-- Opening Marker --

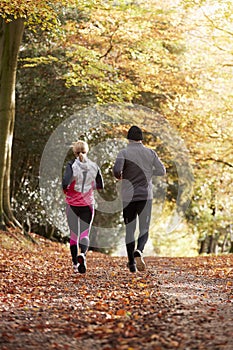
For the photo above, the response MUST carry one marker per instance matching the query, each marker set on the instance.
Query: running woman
(81, 178)
(135, 165)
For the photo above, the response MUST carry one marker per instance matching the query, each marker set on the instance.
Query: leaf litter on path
(177, 303)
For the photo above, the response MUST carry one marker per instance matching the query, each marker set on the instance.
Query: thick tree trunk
(11, 34)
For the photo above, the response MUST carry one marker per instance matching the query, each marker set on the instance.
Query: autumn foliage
(178, 303)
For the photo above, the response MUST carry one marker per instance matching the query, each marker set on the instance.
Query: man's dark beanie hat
(135, 133)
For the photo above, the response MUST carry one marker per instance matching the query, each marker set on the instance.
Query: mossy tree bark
(11, 34)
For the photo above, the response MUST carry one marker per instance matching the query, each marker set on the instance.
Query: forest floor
(177, 303)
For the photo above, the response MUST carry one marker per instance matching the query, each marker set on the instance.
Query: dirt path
(178, 303)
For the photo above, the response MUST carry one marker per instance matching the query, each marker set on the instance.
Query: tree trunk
(11, 34)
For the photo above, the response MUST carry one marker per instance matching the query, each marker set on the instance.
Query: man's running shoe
(141, 265)
(82, 263)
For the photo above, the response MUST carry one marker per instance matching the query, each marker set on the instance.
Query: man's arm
(158, 167)
(118, 166)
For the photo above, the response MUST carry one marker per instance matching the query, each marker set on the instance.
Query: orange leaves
(177, 303)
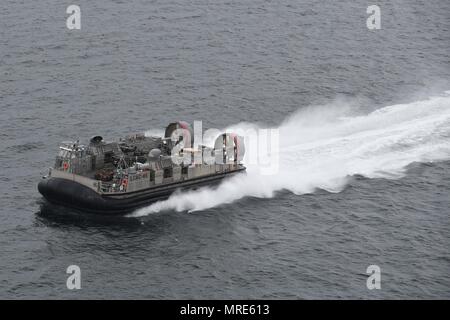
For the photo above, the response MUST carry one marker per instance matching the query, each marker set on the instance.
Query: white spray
(321, 147)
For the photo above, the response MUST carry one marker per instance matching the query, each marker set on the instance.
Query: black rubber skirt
(72, 194)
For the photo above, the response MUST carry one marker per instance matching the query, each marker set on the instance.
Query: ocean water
(364, 162)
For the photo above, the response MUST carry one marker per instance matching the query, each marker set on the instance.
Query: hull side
(72, 194)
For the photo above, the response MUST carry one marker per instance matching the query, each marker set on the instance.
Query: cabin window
(168, 173)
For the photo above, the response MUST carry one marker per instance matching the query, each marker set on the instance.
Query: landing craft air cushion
(120, 176)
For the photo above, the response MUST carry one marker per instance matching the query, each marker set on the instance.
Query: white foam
(321, 147)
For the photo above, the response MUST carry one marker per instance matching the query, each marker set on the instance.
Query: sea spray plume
(322, 147)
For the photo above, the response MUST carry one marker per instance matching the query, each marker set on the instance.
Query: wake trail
(321, 147)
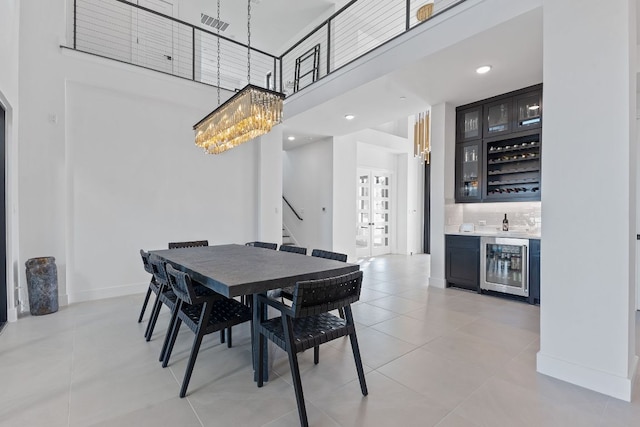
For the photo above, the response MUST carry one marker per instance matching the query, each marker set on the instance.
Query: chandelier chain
(248, 41)
(218, 58)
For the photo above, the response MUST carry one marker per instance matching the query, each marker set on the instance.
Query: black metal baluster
(408, 15)
(193, 53)
(329, 47)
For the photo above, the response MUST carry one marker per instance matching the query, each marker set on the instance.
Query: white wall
(345, 174)
(9, 52)
(443, 147)
(108, 164)
(269, 186)
(587, 325)
(308, 185)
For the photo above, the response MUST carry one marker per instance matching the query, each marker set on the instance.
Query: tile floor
(433, 357)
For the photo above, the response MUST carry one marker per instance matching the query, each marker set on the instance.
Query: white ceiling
(514, 49)
(447, 76)
(274, 23)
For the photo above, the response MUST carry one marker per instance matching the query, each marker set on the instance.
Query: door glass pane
(362, 237)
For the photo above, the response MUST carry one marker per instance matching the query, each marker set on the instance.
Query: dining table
(234, 270)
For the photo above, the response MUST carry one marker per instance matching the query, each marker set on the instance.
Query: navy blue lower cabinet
(462, 262)
(534, 271)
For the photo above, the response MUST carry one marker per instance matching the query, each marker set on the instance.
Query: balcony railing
(126, 32)
(148, 38)
(356, 29)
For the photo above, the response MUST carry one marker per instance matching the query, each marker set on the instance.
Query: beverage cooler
(503, 265)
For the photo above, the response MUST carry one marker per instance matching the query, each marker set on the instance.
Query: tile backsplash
(522, 215)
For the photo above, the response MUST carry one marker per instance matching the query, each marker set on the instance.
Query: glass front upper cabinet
(469, 124)
(468, 173)
(528, 111)
(498, 118)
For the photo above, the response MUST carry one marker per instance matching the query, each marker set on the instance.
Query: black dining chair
(153, 285)
(165, 297)
(293, 249)
(202, 314)
(308, 323)
(264, 245)
(287, 292)
(191, 244)
(165, 294)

-- Closing Marker --

*THE PROBLEM*
Return every line of the records exactly as given, pictures excluded.

*ANSWER TO THE EXERCISE*
For the photo above, the response MUST carry one marker per instance matching the query, each marker set on the instance.
Query: running woman
(81, 178)
(135, 165)
For the photo above, the response MUST carry one marker per instance matching the query, each marker set on the instance.
Query: leaf litter on path
(177, 303)
For the photo above, the response MUST carry one marker per instance matching the query, each marker set on the instance.
Query: thick tree trunk
(11, 34)
For the photo above, the response MUST carry one marker per instance matching the query, each marker set on the instance.
Query: autumn foliage
(178, 303)
For the photo above, the response MUST carry one marker per instance matching the query, each marker set on the instance.
Query: man's dark beanie hat
(135, 133)
For the photo above, the response MUST carry one marker per instance matching the query, each marker set on the instance.
Query: mossy tree bark
(11, 34)
For the photo above, the response MUST carry one marker per instance matching the query, each marker set on the instance.
Query: forest floor
(177, 303)
For the photo above, the response MUST carry one marker per instance matching the query, each marker set on the instance.
Query: dirt path
(178, 303)
For the photo above, the response MUST carry one marker per instance matching the query, each marker set on the instance.
Query: tree trunk
(11, 34)
For the photo above, the response MUST carry one marker per instance matching the query, each marker set on the instance.
Query: man's running shoe
(141, 265)
(82, 263)
For the photo above, the response MUST carry one marker per instance matching the query, each marker set on the instance.
Query: man's arm
(158, 167)
(118, 166)
For the photo above, the response MUST carry one marker per instance matching the query, each marker set on the instance.
Query: orange leaves
(177, 303)
For the photo above, the response MUST carry one marker per instance matching the query, each marker set on the instance.
Query: white spray
(321, 147)
For the photo above, the response MUST carry one marker per instance matching the query, each marker set on the instance.
Query: black rubber skirt
(72, 194)
For the photo above, the response MUST carry one marker per instance matching the query, each marker set on the instance.
Query: ocean water
(364, 162)
For the photo above, the response MUST carry one marker per instance matching the query, each marker set on the instance.
Query: hull side
(72, 194)
For the photo above, the response MUST carry one marker per instance matching the query, each marker set on the instance.
Query: cabin window
(168, 173)
For the photo above, the response MUST carry one marker per instance matching the query, each marker set on the instance.
Query: landing craft air cushion
(120, 176)
For the photo above, the response MUST carry one marker per instance matching the query, each marker set on the instance.
Query: white foam
(321, 147)
For the photo above, the response MUST carry one marker per instance matching the query, each marker set on the instance.
Query: sea spray plume
(322, 147)
For the photo above, the response MUST carry one marker per instance matching the query, each marker set on the instance.
Query: wake trail
(321, 147)
For the photo above, the response MUST carry one marker per instance matching the query, each marker set on the instance.
Query: chandelier chain
(248, 41)
(218, 58)
For the photo above, the response MUST carry one marker per instance matching the query, each marker set on the instance.
Query: black metal baluster
(408, 15)
(193, 53)
(329, 47)
For the photo above, the response MUST carry one marker per instance matching the query, each marker set on the instance.
Query: white wall
(345, 174)
(9, 52)
(443, 147)
(108, 164)
(269, 186)
(587, 325)
(308, 185)
For the photo above, the response MUST carry one marker per instance matching the query, each marker set on the instance.
Query: tile floor
(433, 357)
For the photo above, the response MUST carry one marker per instance matching the query, each marker set on the instance.
Query: white ceiling
(514, 49)
(447, 76)
(274, 23)
For the photo above, the response MUST carry one marker per instance matching the query, each marker set on the instance.
Query: door glass pane
(362, 237)
For the photo above, the response MUST carry one marker per instance matching the query, each marker set on the instance.
Query: dining table
(234, 270)
For the photo above, the response MUST carry one marker per instance matching the query, each marker set on the instance.
Query: navy blue lower cabinet
(462, 262)
(534, 271)
For the photo above, the response MUST carry one marker per instance matching the query, each marker set on the instance.
Query: balcony railing
(126, 32)
(148, 38)
(356, 29)
For the photo above, the response MUST carry one marker per instance matching the query, each marker set on the instance.
Query: beverage cooler
(503, 265)
For the photo above, the response MUST carry one marker per instance matching the query, each marker set on the instance.
Query: tile backsplash
(522, 215)
For the photo above, the response MUST carry one marker per instance matching the query, each marker set on the instance.
Query: glass front upper cabinet
(469, 124)
(468, 173)
(528, 111)
(498, 118)
For the photo above, the response MUST carry one marker per instance matching the query, each marker set on the instance.
Query: black dining chair
(153, 285)
(165, 297)
(293, 249)
(202, 314)
(308, 323)
(264, 245)
(287, 292)
(191, 244)
(165, 294)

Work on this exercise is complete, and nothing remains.